• **Task**
Working from the line that contains "this form: (245,1)." down to the last line below, repeat each line exactly.

• **Data shown**
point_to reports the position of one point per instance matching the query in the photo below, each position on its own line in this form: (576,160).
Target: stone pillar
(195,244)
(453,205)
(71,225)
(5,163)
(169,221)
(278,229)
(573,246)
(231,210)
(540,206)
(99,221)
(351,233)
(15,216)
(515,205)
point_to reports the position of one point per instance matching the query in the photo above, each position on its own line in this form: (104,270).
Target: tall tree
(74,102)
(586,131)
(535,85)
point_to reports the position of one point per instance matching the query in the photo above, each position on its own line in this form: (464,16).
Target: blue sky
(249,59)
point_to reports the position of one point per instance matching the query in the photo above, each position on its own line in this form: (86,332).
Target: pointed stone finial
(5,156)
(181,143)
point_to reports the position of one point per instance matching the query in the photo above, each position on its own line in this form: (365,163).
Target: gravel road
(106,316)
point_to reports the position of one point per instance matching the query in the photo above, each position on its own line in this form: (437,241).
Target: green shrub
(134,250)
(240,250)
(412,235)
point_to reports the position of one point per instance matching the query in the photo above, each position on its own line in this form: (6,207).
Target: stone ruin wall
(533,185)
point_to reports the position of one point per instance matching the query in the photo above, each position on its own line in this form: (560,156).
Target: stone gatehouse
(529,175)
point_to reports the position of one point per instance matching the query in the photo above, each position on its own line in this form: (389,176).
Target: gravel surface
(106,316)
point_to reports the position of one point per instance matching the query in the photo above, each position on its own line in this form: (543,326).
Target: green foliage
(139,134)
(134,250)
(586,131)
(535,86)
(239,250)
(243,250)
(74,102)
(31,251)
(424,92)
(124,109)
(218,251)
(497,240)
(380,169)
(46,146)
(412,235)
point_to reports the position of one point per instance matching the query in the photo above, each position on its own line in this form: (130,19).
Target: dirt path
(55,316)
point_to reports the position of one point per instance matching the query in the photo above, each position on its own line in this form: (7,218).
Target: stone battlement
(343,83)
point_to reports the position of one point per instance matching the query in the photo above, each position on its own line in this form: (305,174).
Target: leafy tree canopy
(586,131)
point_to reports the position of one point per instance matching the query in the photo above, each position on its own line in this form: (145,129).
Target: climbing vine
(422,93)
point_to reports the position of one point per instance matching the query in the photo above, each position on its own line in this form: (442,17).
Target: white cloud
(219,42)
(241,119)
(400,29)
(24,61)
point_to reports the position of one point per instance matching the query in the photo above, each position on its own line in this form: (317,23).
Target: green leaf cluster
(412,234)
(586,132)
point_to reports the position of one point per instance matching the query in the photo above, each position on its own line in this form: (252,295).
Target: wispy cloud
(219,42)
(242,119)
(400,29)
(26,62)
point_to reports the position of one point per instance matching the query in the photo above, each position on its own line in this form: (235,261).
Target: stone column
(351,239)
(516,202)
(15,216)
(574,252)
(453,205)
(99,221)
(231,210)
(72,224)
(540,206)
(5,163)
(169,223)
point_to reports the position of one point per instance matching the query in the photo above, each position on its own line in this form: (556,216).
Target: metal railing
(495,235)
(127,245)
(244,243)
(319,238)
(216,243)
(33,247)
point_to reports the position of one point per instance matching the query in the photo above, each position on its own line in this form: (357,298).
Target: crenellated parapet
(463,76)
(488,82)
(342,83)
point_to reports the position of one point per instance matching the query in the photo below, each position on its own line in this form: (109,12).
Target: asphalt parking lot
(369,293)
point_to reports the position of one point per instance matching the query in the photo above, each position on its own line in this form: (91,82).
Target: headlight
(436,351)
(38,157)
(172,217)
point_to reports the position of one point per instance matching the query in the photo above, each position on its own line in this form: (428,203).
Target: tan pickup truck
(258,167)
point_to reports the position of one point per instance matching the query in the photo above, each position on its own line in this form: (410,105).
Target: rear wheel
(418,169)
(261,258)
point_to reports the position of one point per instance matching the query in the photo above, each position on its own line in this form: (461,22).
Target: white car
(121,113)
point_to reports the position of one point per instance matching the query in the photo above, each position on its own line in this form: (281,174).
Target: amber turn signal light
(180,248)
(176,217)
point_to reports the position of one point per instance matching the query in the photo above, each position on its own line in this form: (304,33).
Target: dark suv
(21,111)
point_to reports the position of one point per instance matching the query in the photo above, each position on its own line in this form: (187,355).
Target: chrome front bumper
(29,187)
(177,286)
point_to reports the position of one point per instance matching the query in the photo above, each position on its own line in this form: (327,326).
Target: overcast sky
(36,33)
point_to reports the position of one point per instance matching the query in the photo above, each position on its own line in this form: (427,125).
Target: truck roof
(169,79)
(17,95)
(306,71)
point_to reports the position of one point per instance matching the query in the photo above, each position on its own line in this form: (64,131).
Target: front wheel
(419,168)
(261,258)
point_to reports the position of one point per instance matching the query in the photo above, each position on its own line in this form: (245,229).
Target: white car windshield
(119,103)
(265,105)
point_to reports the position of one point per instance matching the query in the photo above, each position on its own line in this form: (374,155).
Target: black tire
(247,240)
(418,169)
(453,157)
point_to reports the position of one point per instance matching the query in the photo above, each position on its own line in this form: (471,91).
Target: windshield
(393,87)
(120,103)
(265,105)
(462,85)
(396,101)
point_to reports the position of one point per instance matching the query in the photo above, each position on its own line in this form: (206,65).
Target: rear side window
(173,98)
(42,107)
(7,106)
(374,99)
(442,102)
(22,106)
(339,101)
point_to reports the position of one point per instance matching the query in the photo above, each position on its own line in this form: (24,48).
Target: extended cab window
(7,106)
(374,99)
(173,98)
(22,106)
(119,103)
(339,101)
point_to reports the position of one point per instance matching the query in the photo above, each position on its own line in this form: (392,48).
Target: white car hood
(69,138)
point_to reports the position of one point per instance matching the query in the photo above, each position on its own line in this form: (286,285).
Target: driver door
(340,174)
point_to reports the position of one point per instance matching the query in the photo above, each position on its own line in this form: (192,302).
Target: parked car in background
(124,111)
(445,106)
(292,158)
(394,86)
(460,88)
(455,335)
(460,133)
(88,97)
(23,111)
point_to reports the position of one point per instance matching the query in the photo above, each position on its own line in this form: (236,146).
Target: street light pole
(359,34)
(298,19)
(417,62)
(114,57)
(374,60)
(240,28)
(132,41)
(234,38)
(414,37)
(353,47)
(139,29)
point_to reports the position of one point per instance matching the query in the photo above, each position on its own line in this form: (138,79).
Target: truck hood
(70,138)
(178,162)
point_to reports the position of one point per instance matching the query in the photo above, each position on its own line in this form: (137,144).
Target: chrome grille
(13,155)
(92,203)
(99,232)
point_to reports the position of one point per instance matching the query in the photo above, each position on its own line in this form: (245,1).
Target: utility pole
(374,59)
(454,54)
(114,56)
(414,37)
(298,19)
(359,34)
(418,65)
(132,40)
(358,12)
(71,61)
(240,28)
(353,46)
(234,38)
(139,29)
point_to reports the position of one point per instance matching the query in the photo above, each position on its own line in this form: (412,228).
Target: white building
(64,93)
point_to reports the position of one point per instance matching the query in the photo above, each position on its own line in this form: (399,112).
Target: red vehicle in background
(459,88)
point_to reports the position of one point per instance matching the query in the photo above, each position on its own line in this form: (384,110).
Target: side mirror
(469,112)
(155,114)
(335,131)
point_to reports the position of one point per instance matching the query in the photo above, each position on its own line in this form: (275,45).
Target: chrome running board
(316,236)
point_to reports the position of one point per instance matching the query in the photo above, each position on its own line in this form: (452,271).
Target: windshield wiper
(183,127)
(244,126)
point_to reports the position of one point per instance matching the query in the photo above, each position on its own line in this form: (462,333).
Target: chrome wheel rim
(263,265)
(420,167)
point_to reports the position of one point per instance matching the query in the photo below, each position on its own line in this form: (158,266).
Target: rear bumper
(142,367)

• **Response**
point_to reports the position of one point per instance matching the query in the photo above, each position on its own line in this form: (245,1).
Target: utility pole
(374,59)
(454,54)
(114,56)
(414,37)
(298,19)
(359,34)
(418,65)
(132,40)
(358,12)
(71,61)
(240,28)
(353,46)
(234,38)
(139,29)
point_to reports the position of one point per instance matching the query in the photo above, each position on its own line in this form: (412,228).
Target: white building
(64,93)
point_to reports the position of one point per instance matching the query in the photo above, each position on its own line in this form: (399,112).
Target: red vehicle in background
(459,88)
point_to reports the position of one point per instance matching the query in the photo above, each position on its own line in this form: (384,110).
Target: side mirror
(469,112)
(155,114)
(335,131)
point_to reports the position of one point per instance matching the query in the photo above, each position on its own line in this form: (275,45).
Target: chrome running board
(316,236)
point_to reports the position of one point per instance matching the query in the photo above, each position on its own line in this form: (452,271).
Target: windshield wiper
(183,127)
(244,126)
point_to reports the position of one point per instance matching the query in the photo above, each position on its own line in this form: (462,333).
Target: chrome wheel rim
(263,265)
(420,167)
point_to reports the position of one point per instance matching the query in the photo below, each position on its own line in this form: (158,266).
Target: rear bumper
(142,367)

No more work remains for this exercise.